== Excerpts from a pointing dataset ==
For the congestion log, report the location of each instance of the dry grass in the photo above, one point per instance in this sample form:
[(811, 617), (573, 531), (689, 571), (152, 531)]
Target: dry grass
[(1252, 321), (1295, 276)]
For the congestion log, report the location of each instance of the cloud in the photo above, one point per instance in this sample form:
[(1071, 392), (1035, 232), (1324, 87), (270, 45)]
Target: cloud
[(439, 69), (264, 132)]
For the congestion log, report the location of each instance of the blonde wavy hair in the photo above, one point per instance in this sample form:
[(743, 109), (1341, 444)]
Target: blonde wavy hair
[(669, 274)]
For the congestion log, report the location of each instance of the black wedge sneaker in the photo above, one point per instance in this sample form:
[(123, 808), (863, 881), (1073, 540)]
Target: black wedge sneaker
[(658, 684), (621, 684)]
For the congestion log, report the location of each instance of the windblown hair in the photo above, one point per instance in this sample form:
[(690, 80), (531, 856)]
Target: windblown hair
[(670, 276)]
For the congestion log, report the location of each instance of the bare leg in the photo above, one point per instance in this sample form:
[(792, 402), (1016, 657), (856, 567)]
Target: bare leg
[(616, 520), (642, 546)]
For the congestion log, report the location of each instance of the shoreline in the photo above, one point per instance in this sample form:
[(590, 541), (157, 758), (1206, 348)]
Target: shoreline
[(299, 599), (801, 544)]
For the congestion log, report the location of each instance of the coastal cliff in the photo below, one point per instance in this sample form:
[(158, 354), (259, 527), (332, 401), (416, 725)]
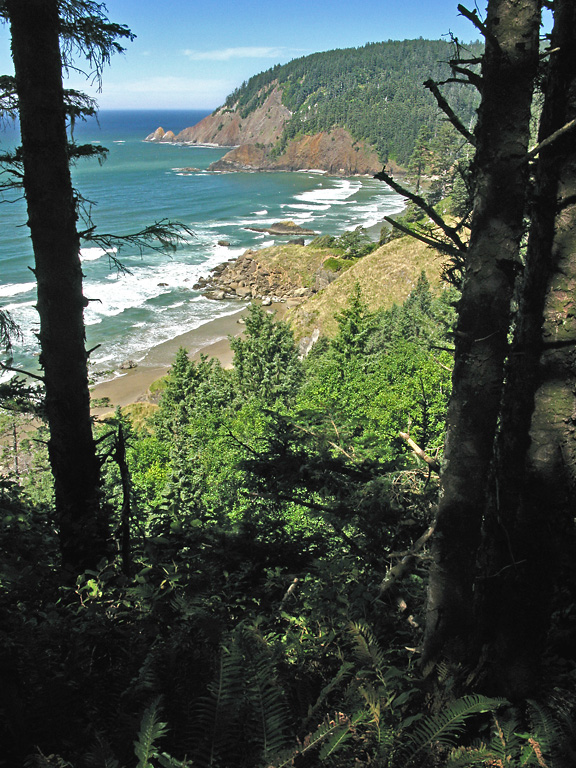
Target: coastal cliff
[(334, 152), (252, 140)]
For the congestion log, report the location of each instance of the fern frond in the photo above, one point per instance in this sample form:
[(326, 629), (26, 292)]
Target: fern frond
[(151, 730), (267, 702), (468, 757), (310, 742), (344, 672), (367, 650), (444, 727), (546, 729), (170, 762), (339, 737), (217, 716)]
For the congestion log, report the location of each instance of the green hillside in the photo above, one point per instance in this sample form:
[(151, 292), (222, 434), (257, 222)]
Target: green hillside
[(375, 92)]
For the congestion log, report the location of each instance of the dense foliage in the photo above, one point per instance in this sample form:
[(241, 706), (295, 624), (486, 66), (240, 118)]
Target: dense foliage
[(374, 91), (264, 508)]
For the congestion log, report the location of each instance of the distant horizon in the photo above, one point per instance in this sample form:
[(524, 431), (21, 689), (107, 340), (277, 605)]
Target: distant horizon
[(200, 55)]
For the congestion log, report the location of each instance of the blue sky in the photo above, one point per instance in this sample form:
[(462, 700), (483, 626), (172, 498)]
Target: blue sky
[(191, 55)]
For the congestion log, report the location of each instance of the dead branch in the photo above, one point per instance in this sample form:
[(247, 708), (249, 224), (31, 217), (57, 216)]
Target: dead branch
[(405, 566), (449, 112), (471, 77), (450, 232), (552, 138), (475, 19), (432, 242), (432, 463)]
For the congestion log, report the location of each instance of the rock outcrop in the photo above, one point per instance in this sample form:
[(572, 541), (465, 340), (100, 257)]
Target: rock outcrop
[(254, 136), (227, 128), (284, 229), (276, 274), (335, 152)]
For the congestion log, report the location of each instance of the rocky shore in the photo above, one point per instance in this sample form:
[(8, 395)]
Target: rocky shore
[(264, 276)]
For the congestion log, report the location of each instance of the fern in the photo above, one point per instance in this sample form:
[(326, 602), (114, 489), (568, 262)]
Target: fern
[(446, 726), (340, 736), (217, 718), (170, 762), (343, 673), (546, 730), (267, 702), (311, 741), (151, 730), (367, 649)]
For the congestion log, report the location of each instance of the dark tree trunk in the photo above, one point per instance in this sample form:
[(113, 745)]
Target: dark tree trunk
[(52, 221), (502, 133), (530, 519)]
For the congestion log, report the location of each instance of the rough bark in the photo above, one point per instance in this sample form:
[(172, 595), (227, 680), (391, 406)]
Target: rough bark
[(52, 222), (501, 136), (530, 517)]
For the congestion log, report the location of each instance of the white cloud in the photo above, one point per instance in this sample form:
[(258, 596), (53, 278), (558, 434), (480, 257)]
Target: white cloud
[(225, 54), (165, 92)]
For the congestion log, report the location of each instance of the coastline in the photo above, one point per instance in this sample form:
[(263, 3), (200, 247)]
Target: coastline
[(132, 386), (212, 339)]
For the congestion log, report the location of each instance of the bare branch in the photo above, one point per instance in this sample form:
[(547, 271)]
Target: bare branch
[(10, 368), (450, 232), (554, 137), (449, 112), (432, 463), (162, 236), (405, 566), (475, 19), (428, 240), (9, 330)]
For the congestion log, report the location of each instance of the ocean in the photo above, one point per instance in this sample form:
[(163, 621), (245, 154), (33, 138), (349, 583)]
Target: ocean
[(142, 182)]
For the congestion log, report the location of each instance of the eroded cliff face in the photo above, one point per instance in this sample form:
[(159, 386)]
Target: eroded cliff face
[(335, 152), (253, 137), (228, 128)]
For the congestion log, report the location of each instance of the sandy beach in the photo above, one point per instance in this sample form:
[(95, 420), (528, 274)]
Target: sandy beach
[(210, 339)]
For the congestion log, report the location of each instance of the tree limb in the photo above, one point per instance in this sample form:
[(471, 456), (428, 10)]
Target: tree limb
[(450, 232), (405, 566), (552, 138), (471, 77), (475, 19), (449, 112), (432, 242), (432, 463)]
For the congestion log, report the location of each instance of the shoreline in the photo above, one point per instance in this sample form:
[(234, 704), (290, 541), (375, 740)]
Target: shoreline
[(211, 339), (132, 386)]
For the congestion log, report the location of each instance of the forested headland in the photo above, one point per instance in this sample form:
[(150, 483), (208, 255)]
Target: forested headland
[(373, 93), (359, 555)]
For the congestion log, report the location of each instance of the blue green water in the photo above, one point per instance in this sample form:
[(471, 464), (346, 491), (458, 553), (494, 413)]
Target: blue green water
[(141, 182)]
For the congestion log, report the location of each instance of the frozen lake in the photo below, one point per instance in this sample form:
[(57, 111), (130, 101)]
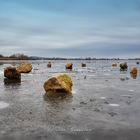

== What is needed ==
Copy out all of the records above word for word, omitting the pictures.

== Reply to the task ==
For the congestion log, report the location of each instance of the dry grass in the photo above, one point per instance in this sample form:
[(811, 617), (573, 531), (689, 571), (152, 531)]
Target: dry grass
[(1252, 321), (1295, 276)]
For the congestion log, report the location of each instance of the cloud in the photo above, one point per instance in this sample form:
[(1071, 392), (1035, 232), (1324, 87), (270, 45)]
Target: cloud
[(439, 69), (264, 132)]
For the congestion log, report the location of each instance of the blonde wavy hair in the photo above, one point per instance in this sample form:
[(743, 109), (1341, 444)]
Target: blonde wavy hair
[(669, 274)]
For the congestion log, report the location of each instance of the black wedge sneaker in the photo above, one point per instance in this sample form:
[(123, 808), (863, 881), (1073, 540)]
Target: black wedge sneaker
[(658, 684), (621, 684)]
For the congestion log, report the location of each instance of the windblown hair in the photo above, one point per instance in this sample form:
[(690, 80), (531, 856)]
Target: windblown hair
[(670, 276)]
For the congestion log, report the location of each instance of the bare leg in the photo above, one point per instance in this sample form:
[(792, 402), (1016, 657), (856, 567)]
Target: bare leg
[(616, 520), (642, 546)]
For the congestion log, report the location of each instance of the shoreline in the photo above, one point per instance in this sample form:
[(590, 541), (157, 758), (1206, 348)]
Target: shoreline
[(299, 599), (801, 544)]
For the congestion log, report the location of each instance of the coastal cliff in the photo below, one point per instance in this sample form:
[(158, 354), (259, 527), (332, 401), (416, 725)]
Target: coastal cliff
[(334, 152), (252, 140)]
For the congestion log, report the location of each instance of the fern frond in the photo above, one point per instance in this sample form:
[(326, 629), (26, 292)]
Target: fern frond
[(151, 730), (267, 702), (468, 757), (310, 742), (344, 672), (367, 650), (444, 727), (546, 729), (170, 762), (339, 737), (217, 716)]
For the congestion log, report the location of each instance of the green hillside in the photo above, one point per instance in this sample form:
[(151, 292), (222, 434), (257, 222)]
Target: green hillside
[(375, 92)]
For the congestion log, report the location of each instance of the dense foliage in the photo above, one point per instance in this sample form:
[(241, 706), (295, 624), (486, 66), (240, 118)]
Target: dense foliage
[(374, 91), (264, 508)]
For the congestion log, report the location of each instance of the distant horizon in the photo above, one point per instance in this sample form:
[(524, 431), (21, 689), (107, 340), (277, 605)]
Target: distant horizon
[(200, 55)]
For the congestion log, report the location of each instance of the blue sky in the photo above, one point per instance in this sample form:
[(462, 700), (483, 626), (172, 498)]
Target: blue sky
[(191, 55)]
For the congestion log, report the location of each instance of the dead branch in the photo above, one point per instance in this sample form:
[(247, 708), (249, 224), (31, 217), (57, 216)]
Target: dead branch
[(405, 566), (449, 112), (471, 77), (450, 232), (552, 138), (475, 19), (432, 242), (432, 463)]
For the congestion log, report the location of each instance of the rock outcrop in the photo above, one point per instance in this sample form:
[(572, 541), (465, 340), (100, 257)]
Target: rock outcrop
[(254, 136), (227, 128), (284, 229), (276, 274), (335, 152)]
For the congestion log, report the location of each instance of the rocky shore in the photo above, one point per instance in this sample form:
[(8, 395)]
Target: rocky shore
[(264, 276)]
For the congestion log, report the location of each instance of the fern in the photo above, one point per instance in this sample form:
[(326, 602), (114, 489), (568, 262)]
Target: fern
[(446, 726), (340, 736), (217, 718), (170, 762), (343, 673), (546, 730), (267, 702), (311, 741), (151, 730), (367, 649)]
For the congestion log, report the location of each instance of the dark tree trunk in the photo above, one point per instance in this sample form:
[(113, 745)]
Target: dark tree trunk
[(52, 221), (502, 133), (530, 519)]
For the congestion log, report the location of each instance of the rough bark in the photo above, one point per instance in this sample form:
[(172, 595), (227, 680), (391, 406)]
Target: rough bark
[(52, 222), (501, 136), (530, 517)]
For the congestion log, report the location of each instance of the white cloud in the photo above, one point per instance in this sample form:
[(258, 596), (53, 278), (558, 434), (480, 257)]
Target: white cloud
[(225, 54), (165, 92)]
For the congestion log, report the location of each instance of the coastline in the photo above, one point per instance in this sample form:
[(263, 3), (200, 247)]
Target: coastline
[(132, 386), (212, 339)]
For the congestion log, report the location of each instance of the bare branch in the photo above, one point per instance in this sample form:
[(547, 271)]
Target: bare branch
[(10, 368), (450, 232), (554, 137), (449, 112), (432, 463), (162, 236), (405, 566), (475, 19), (428, 240), (9, 330)]
For the congestion log, report the location of each instance of the ocean in the photo above, one point per instance in this sample form:
[(163, 621), (245, 154), (33, 138), (349, 583)]
Target: ocean
[(142, 182)]
For the congestion log, report the location of each instance of the eroded cliff face in the photo above, one point per instance in this sample form:
[(159, 386)]
Target: eroded cliff face
[(335, 152), (253, 137), (228, 128)]
For the congestion log, report the location of each instance of the sandy beach in the photo above, one point per instance in this sample form:
[(95, 420), (528, 274)]
Target: sandy beach
[(210, 339)]
For the congestion log, report the location of each instance of the tree limb in the photo above, one point per instance in this sample form:
[(471, 456), (428, 10)]
Target: tree limb
[(450, 232), (405, 566), (552, 138), (471, 77), (475, 19), (449, 112), (432, 242), (432, 463)]
For the congestion log, report the location of each instance of the shoreline in the photo above, one point per instance in this sample form:
[(234, 704), (290, 541), (375, 740)]
Target: shoreline
[(211, 339), (132, 386)]
For the congestion log, report the location of each instance of the forested headland in the photo above, one point per instance in this sample form:
[(150, 483), (208, 255)]
Target: forested headland
[(373, 93), (359, 555)]
For the congestion log, report the location of each instance of the blue green water in the photo above, one point per instance in this sample form:
[(471, 464), (346, 491), (458, 553), (494, 413)]
Target: blue green water
[(141, 182)]
For the congestion log, report the location of each instance of the frozen lake in the photo below, one point per instance in this sample form:
[(57, 111), (130, 101)]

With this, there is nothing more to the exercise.